EXCERPT ->
[Start]
SS Grover C. Hutcherson was a Liberty ship built in the United States during World War II. She was named after Grover C. Hutcherson, a Merchant seaman killed on the Liberty ship  when she was
struck by an Italian Ju-87 Stuka while anchored off August Sicily, 13 July 1943.

Construction
Grover C. Hutcherson was laid down on 21 November 1944, under a Maritime Commission (MARCOM) contract, MC hull 2512, by the St. Johns River Shipbuilding Company, Jacksonville, Florida; she was sponsored by Mrs. A.J. Gollnick, the wife of the assistant general superintendent in charge of St. John's River SB, and was launched on 22 December 1944.
[End]
MATERIAL SHOWN ->
[Start]
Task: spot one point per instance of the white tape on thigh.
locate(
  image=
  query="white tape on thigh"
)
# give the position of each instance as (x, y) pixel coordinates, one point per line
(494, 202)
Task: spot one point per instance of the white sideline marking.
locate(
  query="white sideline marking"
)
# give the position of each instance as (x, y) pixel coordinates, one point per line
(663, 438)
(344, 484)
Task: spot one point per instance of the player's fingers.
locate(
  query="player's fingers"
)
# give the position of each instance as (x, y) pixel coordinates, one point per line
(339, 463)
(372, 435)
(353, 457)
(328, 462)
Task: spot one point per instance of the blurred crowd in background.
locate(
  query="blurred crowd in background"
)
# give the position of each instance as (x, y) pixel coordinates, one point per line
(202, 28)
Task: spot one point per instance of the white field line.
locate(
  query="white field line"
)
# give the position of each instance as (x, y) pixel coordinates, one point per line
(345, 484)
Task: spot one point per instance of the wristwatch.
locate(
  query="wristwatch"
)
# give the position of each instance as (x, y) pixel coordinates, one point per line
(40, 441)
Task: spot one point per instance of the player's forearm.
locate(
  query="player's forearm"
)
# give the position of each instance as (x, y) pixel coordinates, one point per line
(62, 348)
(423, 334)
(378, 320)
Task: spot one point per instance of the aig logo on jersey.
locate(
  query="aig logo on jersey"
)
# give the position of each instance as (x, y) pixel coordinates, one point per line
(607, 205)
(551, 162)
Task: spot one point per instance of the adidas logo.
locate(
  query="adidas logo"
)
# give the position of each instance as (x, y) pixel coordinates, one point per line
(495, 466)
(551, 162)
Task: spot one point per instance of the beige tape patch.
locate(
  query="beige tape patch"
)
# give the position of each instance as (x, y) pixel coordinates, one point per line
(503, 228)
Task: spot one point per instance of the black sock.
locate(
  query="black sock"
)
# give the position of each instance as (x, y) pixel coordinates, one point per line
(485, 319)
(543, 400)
[End]
WHAT YOU SHOULD DO -> Can you carry on the article on the Liberty ship Grover C. Hutcherson, picking up after its last sentence? This data has nothing to do with the article on the Liberty ship Grover C. Hutcherson.

EXERCISE ANSWER ->
History
She was allocated to the Overlakes Freight Corp., on 31 December 1944. On 28 April 1948, she was laid up in the National Defense Reserve Fleet, Wilmington, North Carolina. On 28 May 1952, she was laid up in the James River Reserve Fleet, Lee Hall, Virginia. On 17 May 1954, she was withdrawn from the fleet to be loaded with grain under the "Grain Program 1954", she returned loaded on 26 May 1954. On 4 October 1956, she was withdrawn to be unload, she returned reloaded with grain on 22 October 1956. On 9 September 1963, she was withdrawn from the fleet to be unloaded, she returned empty on 26 September 1963. She was sold for scrapping, 12 September 1972, to Isaac Varela, for $80,007. She was removed from the fleet on 6 November 1972.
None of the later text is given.